#### VORGEGEBENER TEXT
^^^^^^^^
Neben der vorhin erwähnten tagebuchartigen Karte bekommen wir als Spieler noch ein paar weitere Werkzeuge in die Hand, mit denen wir Regis III erkunden können. Schon bald findet Yasna fremdartige Strukturen, die auf eine frühere Zivilisation hinweisen. Aber warum sieht der Planet dann so unwirtlich aus? Und was hat es mit den seltsamen Pflanzen auf sich, die sich vereinzelt in die Felsritzen klammern? Im Laufe der nächsten Stunden kommen zu diesen Fragen natürlich noch weitere dazu, die am Ende (beziehungsweise den Enden) doch zur Zufriedenheit geklärt werden – wenn auch nicht alle. Je nach den Entscheidungen, die Yasna trifft, mündet die Erzählung in elf unterschiedliche Schlusspunkte.
^^^^^^^^
#### AUFGABEN
(1) Gib aus dem Text über Regis III den Abschnitt wörtlich wieder, der mit "Neben der vorhin" beginnt und mit "elf unterschiedliche Schlusspunkte." endet.
(2) Finde unter den Zeilen unten jede, die das Wort "mantel" enthält, und gib sie unverändert wieder.
^^^^^^^^
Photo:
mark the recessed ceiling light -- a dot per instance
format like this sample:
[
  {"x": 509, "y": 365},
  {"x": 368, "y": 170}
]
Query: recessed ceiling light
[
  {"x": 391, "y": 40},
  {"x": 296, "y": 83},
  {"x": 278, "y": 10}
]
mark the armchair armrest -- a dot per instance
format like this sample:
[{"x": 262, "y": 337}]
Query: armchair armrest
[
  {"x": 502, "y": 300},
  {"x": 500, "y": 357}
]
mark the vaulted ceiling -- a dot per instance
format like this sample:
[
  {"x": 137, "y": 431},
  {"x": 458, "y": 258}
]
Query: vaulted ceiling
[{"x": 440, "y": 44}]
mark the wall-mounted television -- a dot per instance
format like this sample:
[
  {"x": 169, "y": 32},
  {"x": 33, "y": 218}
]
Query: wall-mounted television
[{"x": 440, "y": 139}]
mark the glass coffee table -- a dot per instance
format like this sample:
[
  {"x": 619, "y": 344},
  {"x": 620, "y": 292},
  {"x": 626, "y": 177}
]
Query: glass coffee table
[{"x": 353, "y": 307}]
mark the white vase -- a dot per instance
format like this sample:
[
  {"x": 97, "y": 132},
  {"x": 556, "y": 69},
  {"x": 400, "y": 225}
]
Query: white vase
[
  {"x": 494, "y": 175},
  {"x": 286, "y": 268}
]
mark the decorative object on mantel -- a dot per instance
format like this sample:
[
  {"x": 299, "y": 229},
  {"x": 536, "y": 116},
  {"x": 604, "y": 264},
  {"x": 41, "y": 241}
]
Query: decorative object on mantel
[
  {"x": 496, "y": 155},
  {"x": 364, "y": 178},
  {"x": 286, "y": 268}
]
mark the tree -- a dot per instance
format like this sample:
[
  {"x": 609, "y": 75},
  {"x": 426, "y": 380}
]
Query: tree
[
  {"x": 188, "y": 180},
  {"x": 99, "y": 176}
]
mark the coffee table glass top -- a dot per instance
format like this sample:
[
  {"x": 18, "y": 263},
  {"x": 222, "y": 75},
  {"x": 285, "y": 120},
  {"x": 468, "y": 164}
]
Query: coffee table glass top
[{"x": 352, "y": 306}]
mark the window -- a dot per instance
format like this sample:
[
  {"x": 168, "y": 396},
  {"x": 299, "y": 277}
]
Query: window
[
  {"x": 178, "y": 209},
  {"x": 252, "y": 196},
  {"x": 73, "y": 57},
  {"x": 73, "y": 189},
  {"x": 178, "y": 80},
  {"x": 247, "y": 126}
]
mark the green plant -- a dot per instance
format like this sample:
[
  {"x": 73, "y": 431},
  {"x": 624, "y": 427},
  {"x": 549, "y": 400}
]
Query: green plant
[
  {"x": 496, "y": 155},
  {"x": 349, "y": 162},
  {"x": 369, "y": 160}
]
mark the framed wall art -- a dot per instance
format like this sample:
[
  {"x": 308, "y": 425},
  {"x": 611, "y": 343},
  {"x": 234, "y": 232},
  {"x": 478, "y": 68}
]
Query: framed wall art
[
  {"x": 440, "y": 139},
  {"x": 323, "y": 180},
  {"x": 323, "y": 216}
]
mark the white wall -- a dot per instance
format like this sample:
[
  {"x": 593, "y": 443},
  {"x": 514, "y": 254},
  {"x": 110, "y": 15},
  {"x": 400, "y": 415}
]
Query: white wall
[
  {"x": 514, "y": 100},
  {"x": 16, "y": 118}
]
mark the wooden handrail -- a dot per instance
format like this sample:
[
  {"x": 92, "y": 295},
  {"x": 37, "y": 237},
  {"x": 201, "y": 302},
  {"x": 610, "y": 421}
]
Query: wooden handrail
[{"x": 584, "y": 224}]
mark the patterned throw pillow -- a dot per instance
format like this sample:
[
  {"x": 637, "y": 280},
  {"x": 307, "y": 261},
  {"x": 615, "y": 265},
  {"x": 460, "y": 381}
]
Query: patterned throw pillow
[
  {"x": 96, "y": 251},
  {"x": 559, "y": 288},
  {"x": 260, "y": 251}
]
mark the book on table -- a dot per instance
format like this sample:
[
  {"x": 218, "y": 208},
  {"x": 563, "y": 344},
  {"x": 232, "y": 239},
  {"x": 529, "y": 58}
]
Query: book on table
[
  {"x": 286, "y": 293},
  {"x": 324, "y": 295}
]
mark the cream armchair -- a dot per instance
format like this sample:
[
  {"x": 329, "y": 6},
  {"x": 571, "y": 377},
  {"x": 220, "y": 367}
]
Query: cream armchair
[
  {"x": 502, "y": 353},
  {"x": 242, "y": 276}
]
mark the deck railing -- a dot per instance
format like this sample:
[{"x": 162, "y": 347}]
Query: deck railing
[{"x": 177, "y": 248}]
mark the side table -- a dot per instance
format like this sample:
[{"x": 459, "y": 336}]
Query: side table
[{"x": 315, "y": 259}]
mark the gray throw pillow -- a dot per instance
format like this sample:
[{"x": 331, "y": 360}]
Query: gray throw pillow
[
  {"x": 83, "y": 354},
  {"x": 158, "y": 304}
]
^^^^^^^^
#### LÖSUNGEN
(1)
Neben der vorhin erwähnten tagebuchartigen Karte bekommen wir als Spieler noch ein paar weitere Werkzeuge in die Hand, mit denen wir Regis III erkunden können. Schon bald findet Yasna fremdartige Strukturen, die auf eine frühere Zivilisation hinweisen. Aber warum sieht der Planet dann so unwirtlich aus? Und was hat es mit den seltsamen Pflanzen auf sich, die sich vereinzelt in die Felsritzen klammern? Im Laufe der nächsten Stunden kommen zu diesen Fragen natürlich noch weitere dazu, die am Ende (beziehungsweise den Enden) doch zur Zufriedenheit geklärt werden – wenn auch nicht alle. Je nach den Entscheidungen, die Yasna trifft, mündet die Erzählung in elf unterschiedliche Schlusspunkte.

(2)
mark the decorative object on mantel -- a dot per instance
Query: decorative object on mantel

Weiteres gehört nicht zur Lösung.